======== Data records ========
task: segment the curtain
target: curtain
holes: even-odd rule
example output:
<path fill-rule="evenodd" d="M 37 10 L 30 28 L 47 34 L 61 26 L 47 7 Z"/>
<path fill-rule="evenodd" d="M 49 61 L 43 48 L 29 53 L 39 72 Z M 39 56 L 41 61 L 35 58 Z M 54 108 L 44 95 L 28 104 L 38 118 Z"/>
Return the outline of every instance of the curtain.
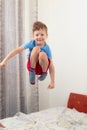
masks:
<path fill-rule="evenodd" d="M 0 61 L 13 49 L 32 37 L 32 24 L 37 20 L 37 0 L 0 0 Z M 0 68 L 0 118 L 21 111 L 39 110 L 38 81 L 29 84 L 26 51 Z"/>

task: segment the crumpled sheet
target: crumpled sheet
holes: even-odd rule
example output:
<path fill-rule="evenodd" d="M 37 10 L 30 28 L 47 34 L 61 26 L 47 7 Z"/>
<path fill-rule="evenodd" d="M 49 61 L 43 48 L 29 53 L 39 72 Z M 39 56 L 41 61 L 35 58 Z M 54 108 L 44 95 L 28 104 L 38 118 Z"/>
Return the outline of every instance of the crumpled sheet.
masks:
<path fill-rule="evenodd" d="M 0 123 L 5 126 L 0 130 L 87 130 L 87 114 L 61 106 L 31 114 L 19 112 Z"/>

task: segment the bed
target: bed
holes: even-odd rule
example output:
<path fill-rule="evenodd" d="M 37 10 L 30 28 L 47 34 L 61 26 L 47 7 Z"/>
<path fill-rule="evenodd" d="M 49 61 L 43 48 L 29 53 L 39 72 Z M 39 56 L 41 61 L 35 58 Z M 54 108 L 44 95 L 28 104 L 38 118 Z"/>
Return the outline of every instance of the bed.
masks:
<path fill-rule="evenodd" d="M 0 120 L 0 126 L 0 130 L 87 130 L 87 96 L 70 93 L 67 107 L 19 112 Z"/>

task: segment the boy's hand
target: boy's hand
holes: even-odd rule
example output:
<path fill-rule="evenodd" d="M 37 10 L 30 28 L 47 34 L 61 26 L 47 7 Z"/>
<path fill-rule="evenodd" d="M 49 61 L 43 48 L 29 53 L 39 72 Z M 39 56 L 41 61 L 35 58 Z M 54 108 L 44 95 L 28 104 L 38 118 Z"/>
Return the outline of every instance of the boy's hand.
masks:
<path fill-rule="evenodd" d="M 53 89 L 54 88 L 54 84 L 49 84 L 48 88 L 49 89 Z"/>

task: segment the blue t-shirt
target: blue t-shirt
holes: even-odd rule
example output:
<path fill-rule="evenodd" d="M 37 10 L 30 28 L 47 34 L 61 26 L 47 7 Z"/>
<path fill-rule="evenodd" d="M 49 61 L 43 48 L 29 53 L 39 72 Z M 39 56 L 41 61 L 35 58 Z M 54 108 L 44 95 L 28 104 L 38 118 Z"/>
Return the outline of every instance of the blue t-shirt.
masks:
<path fill-rule="evenodd" d="M 37 43 L 35 42 L 35 40 L 31 40 L 31 41 L 23 44 L 23 47 L 25 49 L 29 49 L 29 54 L 31 53 L 32 49 L 35 46 L 38 46 Z M 45 52 L 47 54 L 49 59 L 52 59 L 52 53 L 51 53 L 50 47 L 47 43 L 45 44 L 45 46 L 41 47 L 40 49 L 41 49 L 41 52 Z"/>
========
## Requirement
Reproduce every row above word for word, leaving out the pictures.

## Final result
task: segment the curtain
target: curtain
holes: even-odd rule
example output:
<path fill-rule="evenodd" d="M 37 10 L 30 28 L 47 34 L 61 26 L 47 7 Z"/>
<path fill-rule="evenodd" d="M 49 61 L 43 48 L 29 53 L 39 72 Z M 39 56 L 41 61 L 35 58 Z M 54 108 L 44 95 L 28 104 L 38 118 Z"/>
Return the outline of every instance of the curtain.
masks:
<path fill-rule="evenodd" d="M 0 61 L 13 49 L 32 37 L 32 24 L 37 20 L 37 0 L 0 0 Z M 0 68 L 0 118 L 21 111 L 39 110 L 38 81 L 29 84 L 26 51 Z"/>

task: segment the crumpled sheet
target: crumpled sheet
holes: even-odd rule
example output:
<path fill-rule="evenodd" d="M 37 10 L 30 28 L 47 34 L 61 26 L 47 7 Z"/>
<path fill-rule="evenodd" d="M 49 61 L 43 48 L 29 53 L 39 72 Z M 39 56 L 41 61 L 35 58 Z M 54 108 L 44 95 L 28 104 L 38 118 Z"/>
Return the outline of every instance of the crumpled sheet.
masks:
<path fill-rule="evenodd" d="M 0 123 L 5 126 L 0 130 L 87 130 L 87 114 L 61 106 L 31 114 L 19 112 Z"/>

task: segment the bed
target: bed
holes: even-odd rule
example output:
<path fill-rule="evenodd" d="M 37 10 L 30 28 L 47 34 L 61 26 L 47 7 Z"/>
<path fill-rule="evenodd" d="M 49 61 L 43 48 L 29 53 L 39 72 Z M 39 56 L 41 61 L 35 58 Z M 54 108 L 44 95 L 28 104 L 38 118 Z"/>
Return the outline of every instance of the bed.
masks:
<path fill-rule="evenodd" d="M 0 120 L 0 126 L 0 130 L 87 130 L 87 96 L 70 93 L 67 107 L 19 112 Z"/>

task: segment the boy's hand
target: boy's hand
holes: even-odd rule
example output:
<path fill-rule="evenodd" d="M 37 10 L 30 28 L 47 34 L 61 26 L 47 7 Z"/>
<path fill-rule="evenodd" d="M 49 61 L 43 48 L 29 53 L 39 72 Z M 39 56 L 41 61 L 35 58 Z M 54 108 L 44 95 L 28 104 L 38 118 Z"/>
Return the outline of every instance of the boy's hand.
masks:
<path fill-rule="evenodd" d="M 53 89 L 54 88 L 54 84 L 49 84 L 48 88 L 49 89 Z"/>

task: segment the blue t-shirt
target: blue t-shirt
holes: even-odd rule
example output:
<path fill-rule="evenodd" d="M 37 10 L 30 28 L 47 34 L 61 26 L 47 7 Z"/>
<path fill-rule="evenodd" d="M 49 61 L 43 48 L 29 53 L 39 72 Z M 39 56 L 41 61 L 35 58 Z M 54 108 L 44 95 L 28 104 L 38 118 Z"/>
Return the outline of every instance of the blue t-shirt.
masks:
<path fill-rule="evenodd" d="M 37 43 L 35 42 L 35 40 L 31 40 L 31 41 L 23 44 L 23 47 L 25 49 L 29 49 L 29 54 L 31 53 L 32 49 L 35 46 L 38 46 Z M 45 52 L 47 54 L 49 59 L 52 59 L 52 53 L 51 53 L 50 47 L 47 43 L 45 44 L 45 46 L 41 47 L 40 49 L 41 49 L 41 52 Z"/>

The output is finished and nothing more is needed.